Make an exact copy of each entry, leaving out every picture.

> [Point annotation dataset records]

▼▼▼

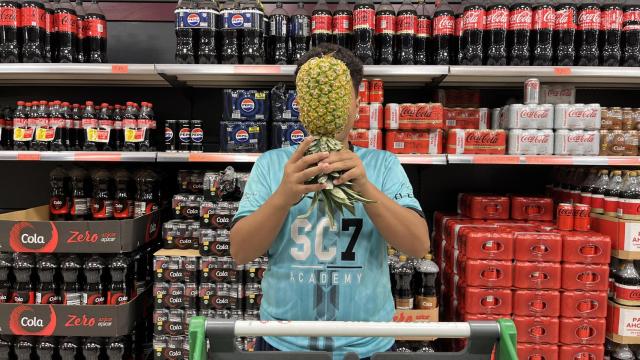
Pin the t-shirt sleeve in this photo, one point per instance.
(256, 191)
(397, 186)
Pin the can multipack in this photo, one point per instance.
(577, 142)
(578, 117)
(530, 142)
(286, 134)
(246, 105)
(240, 136)
(520, 116)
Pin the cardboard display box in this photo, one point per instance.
(31, 231)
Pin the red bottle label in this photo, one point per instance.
(544, 18)
(364, 19)
(321, 24)
(342, 24)
(474, 20)
(566, 19)
(497, 19)
(611, 19)
(385, 24)
(96, 28)
(521, 19)
(424, 27)
(589, 19)
(31, 16)
(406, 24)
(8, 16)
(444, 25)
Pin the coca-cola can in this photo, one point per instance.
(581, 217)
(565, 217)
(376, 91)
(532, 91)
(363, 91)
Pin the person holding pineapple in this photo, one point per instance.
(324, 263)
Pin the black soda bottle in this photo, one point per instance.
(48, 290)
(300, 32)
(611, 34)
(279, 36)
(474, 21)
(544, 19)
(364, 26)
(443, 31)
(9, 25)
(70, 266)
(23, 266)
(343, 25)
(385, 33)
(94, 291)
(321, 23)
(406, 22)
(496, 34)
(59, 196)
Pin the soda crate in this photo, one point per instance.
(31, 231)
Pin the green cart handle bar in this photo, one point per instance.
(483, 336)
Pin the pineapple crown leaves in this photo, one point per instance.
(324, 91)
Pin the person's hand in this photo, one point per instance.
(299, 169)
(347, 161)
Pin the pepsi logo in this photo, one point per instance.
(297, 136)
(247, 105)
(242, 136)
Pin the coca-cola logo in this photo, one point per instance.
(24, 237)
(32, 321)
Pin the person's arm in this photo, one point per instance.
(402, 227)
(252, 235)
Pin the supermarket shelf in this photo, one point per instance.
(516, 75)
(81, 74)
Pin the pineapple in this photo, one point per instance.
(324, 95)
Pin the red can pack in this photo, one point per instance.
(483, 206)
(531, 208)
(487, 301)
(537, 352)
(537, 329)
(590, 304)
(536, 302)
(579, 352)
(537, 246)
(537, 275)
(582, 331)
(585, 247)
(485, 142)
(585, 277)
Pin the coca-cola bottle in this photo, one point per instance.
(588, 33)
(631, 35)
(278, 40)
(519, 34)
(385, 33)
(364, 26)
(9, 25)
(611, 34)
(300, 32)
(544, 19)
(443, 31)
(496, 33)
(321, 24)
(564, 34)
(406, 22)
(422, 42)
(343, 25)
(474, 20)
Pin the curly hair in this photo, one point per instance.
(353, 63)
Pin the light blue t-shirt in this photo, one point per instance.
(319, 273)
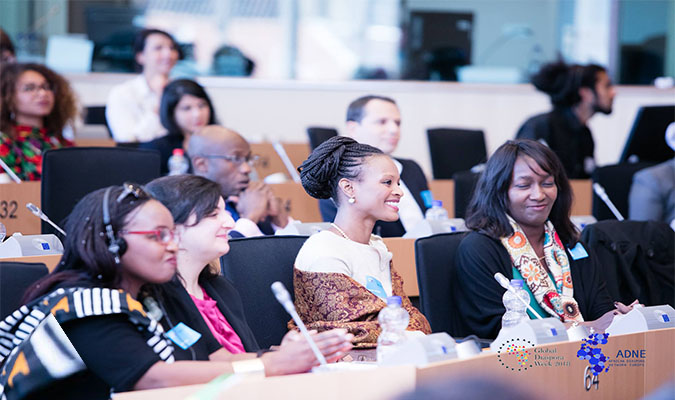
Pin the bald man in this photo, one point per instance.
(376, 120)
(224, 156)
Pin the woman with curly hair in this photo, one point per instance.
(31, 118)
(520, 221)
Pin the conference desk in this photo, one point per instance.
(565, 378)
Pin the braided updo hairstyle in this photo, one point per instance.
(336, 158)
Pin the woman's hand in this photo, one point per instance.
(295, 355)
(601, 324)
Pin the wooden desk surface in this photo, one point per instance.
(51, 261)
(564, 381)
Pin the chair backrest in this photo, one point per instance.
(453, 150)
(637, 259)
(15, 278)
(616, 179)
(435, 258)
(465, 184)
(318, 135)
(69, 174)
(253, 264)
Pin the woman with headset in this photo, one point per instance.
(199, 295)
(120, 242)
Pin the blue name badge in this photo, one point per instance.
(183, 336)
(375, 287)
(427, 198)
(578, 252)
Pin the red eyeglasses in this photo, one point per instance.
(162, 235)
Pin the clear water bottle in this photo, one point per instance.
(515, 309)
(393, 320)
(436, 212)
(178, 163)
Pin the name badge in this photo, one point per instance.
(578, 252)
(375, 287)
(427, 198)
(183, 336)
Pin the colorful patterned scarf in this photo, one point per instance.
(35, 352)
(554, 297)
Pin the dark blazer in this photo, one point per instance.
(179, 306)
(477, 307)
(414, 179)
(165, 145)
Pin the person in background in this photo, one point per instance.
(652, 195)
(200, 296)
(376, 121)
(184, 109)
(132, 110)
(347, 263)
(224, 156)
(520, 227)
(7, 53)
(120, 243)
(37, 104)
(577, 92)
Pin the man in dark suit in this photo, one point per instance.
(376, 120)
(224, 156)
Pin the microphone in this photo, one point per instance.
(279, 148)
(284, 298)
(38, 213)
(600, 191)
(506, 284)
(9, 172)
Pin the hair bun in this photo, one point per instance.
(320, 170)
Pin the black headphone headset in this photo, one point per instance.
(116, 245)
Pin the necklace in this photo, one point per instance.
(344, 235)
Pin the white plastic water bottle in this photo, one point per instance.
(436, 212)
(393, 320)
(178, 163)
(515, 309)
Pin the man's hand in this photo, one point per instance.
(278, 211)
(254, 202)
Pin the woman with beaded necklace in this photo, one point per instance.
(343, 275)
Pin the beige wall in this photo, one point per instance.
(281, 110)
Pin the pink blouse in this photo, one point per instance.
(218, 325)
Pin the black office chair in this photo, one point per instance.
(15, 279)
(454, 150)
(465, 184)
(69, 174)
(253, 264)
(435, 258)
(95, 115)
(637, 259)
(318, 135)
(616, 179)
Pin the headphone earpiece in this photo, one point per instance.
(116, 245)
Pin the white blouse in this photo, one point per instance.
(131, 112)
(326, 251)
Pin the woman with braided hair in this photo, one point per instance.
(343, 275)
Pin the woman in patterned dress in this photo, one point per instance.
(36, 105)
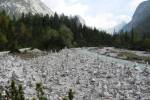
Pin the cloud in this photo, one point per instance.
(134, 4)
(99, 18)
(106, 20)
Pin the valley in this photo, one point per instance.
(92, 76)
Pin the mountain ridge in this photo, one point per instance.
(140, 21)
(17, 7)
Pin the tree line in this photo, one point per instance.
(16, 92)
(58, 31)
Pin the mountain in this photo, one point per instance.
(17, 7)
(141, 19)
(116, 28)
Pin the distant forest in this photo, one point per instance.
(56, 32)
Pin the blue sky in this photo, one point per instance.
(102, 14)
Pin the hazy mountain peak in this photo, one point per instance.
(140, 20)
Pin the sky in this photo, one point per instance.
(102, 14)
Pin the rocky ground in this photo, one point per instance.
(92, 76)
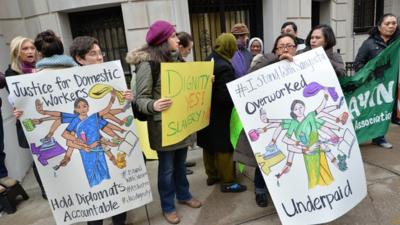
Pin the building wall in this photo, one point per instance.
(28, 18)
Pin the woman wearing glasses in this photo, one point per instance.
(323, 36)
(284, 49)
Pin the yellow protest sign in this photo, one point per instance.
(189, 86)
(141, 129)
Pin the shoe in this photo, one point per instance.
(386, 145)
(233, 188)
(2, 189)
(188, 171)
(192, 203)
(190, 164)
(129, 121)
(44, 196)
(396, 121)
(7, 181)
(262, 199)
(172, 217)
(212, 181)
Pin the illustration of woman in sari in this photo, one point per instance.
(305, 135)
(85, 129)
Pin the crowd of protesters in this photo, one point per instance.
(234, 56)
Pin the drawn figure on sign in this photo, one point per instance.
(85, 129)
(309, 134)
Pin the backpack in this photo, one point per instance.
(155, 73)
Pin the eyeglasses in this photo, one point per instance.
(95, 53)
(288, 47)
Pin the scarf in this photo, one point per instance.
(27, 67)
(56, 61)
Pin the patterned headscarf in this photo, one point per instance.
(225, 45)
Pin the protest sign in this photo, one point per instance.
(297, 122)
(371, 94)
(83, 141)
(189, 86)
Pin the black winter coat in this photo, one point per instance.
(23, 143)
(371, 48)
(216, 136)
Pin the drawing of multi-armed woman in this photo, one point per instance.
(303, 137)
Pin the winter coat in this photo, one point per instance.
(243, 152)
(146, 95)
(371, 48)
(216, 136)
(335, 59)
(22, 142)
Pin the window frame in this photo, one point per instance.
(377, 13)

▲▲▲

> [ANSWER]
Pin the t-shirt sleeve in this photo, one point per instance.
(256, 191)
(397, 186)
Pin the can multipack in this photo, one point per instance.
(577, 142)
(578, 117)
(530, 142)
(286, 134)
(246, 105)
(240, 136)
(520, 116)
Pin the cardboard display box in this photo, one point per instance.
(31, 231)
Pin the red bottle label in this photo, one point per instance.
(544, 18)
(364, 19)
(321, 24)
(342, 24)
(474, 20)
(566, 19)
(497, 19)
(611, 19)
(385, 24)
(96, 28)
(521, 19)
(424, 27)
(589, 19)
(31, 16)
(406, 24)
(8, 16)
(444, 25)
Pin the coca-cola can in this photo, one point per instance.
(581, 217)
(565, 217)
(376, 91)
(532, 91)
(363, 91)
Pin the person holding pineapple in this photo, one point per instance.
(324, 263)
Pin the black soda bottle in this photo, one point per instance.
(48, 290)
(300, 32)
(611, 34)
(279, 36)
(474, 21)
(544, 19)
(364, 26)
(443, 31)
(9, 25)
(70, 266)
(23, 266)
(343, 25)
(385, 33)
(94, 291)
(321, 23)
(406, 22)
(496, 34)
(59, 196)
Pin the soda crate in this photo, one point per instance.
(31, 231)
Pin the green cart handle bar in this photo, one point per instance.
(483, 336)
Pin the pineapple crown leaves in this photo, one point per instance.
(324, 91)
Pin the person's hand in this photo, one point per instance.
(299, 169)
(347, 161)
Pin the pepsi logo in this photo, one point per instance.
(297, 136)
(247, 105)
(242, 136)
Pin the coca-cola logo in this photo, one point per instance.
(24, 237)
(32, 321)
Pin the person's arm in this photo, one point per instance.
(402, 227)
(252, 235)
Pin the supermarket shelf in this photo, one point per instance.
(516, 75)
(81, 74)
Pin the pineapple in this photo, one point per instance.
(324, 95)
Pin the red can pack in this photo, one point per instance.
(483, 206)
(531, 208)
(487, 301)
(537, 352)
(537, 329)
(590, 304)
(536, 302)
(579, 352)
(537, 246)
(537, 275)
(582, 331)
(585, 247)
(485, 142)
(585, 277)
Pin the coca-cola bottle in this photo, one point per instance.
(588, 33)
(631, 35)
(278, 40)
(519, 34)
(385, 33)
(364, 26)
(9, 25)
(611, 34)
(300, 32)
(544, 19)
(443, 31)
(496, 33)
(321, 24)
(564, 34)
(406, 22)
(422, 42)
(343, 25)
(474, 20)
Pin the curly hair in this photo, one point per instance.
(353, 63)
Pin the light blue t-shirt in this photo, one point per instance.
(319, 273)
Pin the bald man in this photo, one point per instance.
(376, 120)
(224, 156)
Pin the woman with curly hair in this photo, one point per instance.
(31, 118)
(520, 221)
Pin the conference desk in this photo, one point per instance.
(565, 378)
Pin the braided updo hairstyle in this photo, one point per instance.
(336, 158)
Pin the woman's hand in this photo, one point per instance.
(295, 355)
(601, 324)
Pin the wooden desk surface in this photo, one point per instance.
(51, 261)
(564, 381)
Pin the chair backrest in this photo, one point per instance.
(453, 150)
(637, 259)
(15, 278)
(616, 179)
(435, 258)
(465, 184)
(318, 135)
(69, 174)
(253, 264)
Pin the woman with headset in this photo, one point per instance.
(199, 295)
(120, 242)
Pin the blue name badge in this photo, one point per instance.
(183, 336)
(375, 287)
(427, 198)
(578, 252)
Pin the red eyeglasses in this photo, one point per instance.
(162, 235)
Pin the clear water bottle in this photo, one point per instance.
(515, 309)
(393, 320)
(436, 212)
(178, 163)
Pin the name badge in this photo, one point per instance.
(578, 252)
(375, 287)
(427, 198)
(183, 336)
Pin the colorful patterned scarf in this photo, one point per instance.
(35, 352)
(554, 297)
Pin the dark blazer in this photo, one point per instance.
(179, 306)
(477, 307)
(414, 179)
(165, 145)
Pin the person in background in this photo, one point per instance.
(652, 195)
(200, 296)
(376, 121)
(184, 109)
(132, 110)
(347, 263)
(224, 156)
(520, 227)
(7, 53)
(120, 243)
(37, 104)
(577, 92)
Pin the man in dark suit in this photo, one point per instance.
(376, 120)
(224, 156)
Pin the microphone in this photo, one point per instance.
(279, 148)
(284, 298)
(38, 213)
(600, 191)
(506, 284)
(9, 172)
Pin the hair bun in this photo, one point per instance.
(320, 170)
Pin the black headphone headset in this photo, one point per instance.
(116, 245)
Pin the necklace in this photo, one point per instance.
(344, 235)
Pin the white plastic water bottle in this photo, one point per instance.
(436, 212)
(393, 320)
(178, 163)
(515, 309)
Pin the man's hand in this photo, one point per instance.
(278, 211)
(254, 202)
Pin the woman with beaded necklace in this photo, one point per instance.
(343, 275)
Pin the beige wall in this photo, one point per instance.
(281, 110)
Pin the pink blouse in this photo, one point per instance.
(218, 325)
Pin the black office chair in this photo, one point per instance.
(15, 279)
(454, 150)
(465, 184)
(69, 174)
(253, 264)
(435, 258)
(95, 115)
(637, 259)
(318, 135)
(616, 179)
Pin the headphone earpiece in this photo, one point per instance.
(116, 245)
Pin the white blouse in this photo, one point per instance.
(131, 112)
(326, 251)
Pin the woman with braided hair in this photo, one point per instance.
(343, 275)
Pin the woman in patterned dress in this photo, one point per instance.
(36, 105)
Pin the cloud in this photo, one point per instance.
(134, 4)
(99, 18)
(106, 20)
Pin the valley in this photo, one point per instance.
(92, 76)
Pin the mountain ridge in this photo, one point per instance.
(140, 21)
(17, 7)
Pin the tree line in this photo, one point per instance.
(16, 92)
(58, 31)
Pin the mountain in this photo, one point per instance.
(17, 7)
(141, 19)
(116, 28)
Pin the distant forest in this photo, one point per instance.
(56, 32)
Pin the blue sky in this photo, one point per instance.
(102, 14)
Pin the hazy mountain peak in this photo, one point per instance.
(140, 20)
Pin the sky in this photo, one point per instance.
(102, 14)
Pin the rocky ground in this photo, one point per instance.
(92, 76)
Pin the building wall in this photo, one point per instance.
(28, 18)
Pin the woman wearing glasses in this photo, one point per instance.
(323, 36)
(284, 49)
Pin the yellow protest sign in this photo, one point per instance.
(189, 86)
(141, 129)
Pin the shoe in this photo, one point per instance.
(386, 145)
(233, 188)
(2, 189)
(188, 171)
(192, 203)
(190, 164)
(129, 121)
(44, 196)
(396, 121)
(7, 181)
(262, 199)
(172, 217)
(212, 181)
Pin the illustration of woman in sari in this photo, one point per instance.
(305, 135)
(85, 129)
Pin the crowd of protesters in this photo, one point per instance.
(234, 56)
Pin the drawn figure on sign in this photo, one point per instance.
(85, 129)
(309, 134)
Pin the backpack in this photo, one point per instance.
(155, 73)
Pin the eyeglasses in this photo, one point per instance.
(95, 53)
(288, 47)
Pin the scarf in this photo, one point per instance.
(27, 67)
(56, 61)
Pin the patterned headscarf in this photo, one point per instance.
(225, 45)
Pin the protest sign in this photo, one point per instance.
(297, 122)
(371, 94)
(83, 141)
(189, 86)
Pin the black winter coat in this photo, one point per instance.
(23, 143)
(371, 48)
(216, 136)
Pin the drawing of multi-armed woman in this photo, one point per instance.
(303, 137)
Pin the winter coat in this photo, one point per instance.
(243, 152)
(146, 95)
(371, 48)
(216, 136)
(335, 59)
(22, 142)
Pin the window frame in this photo, one point per instance.
(377, 13)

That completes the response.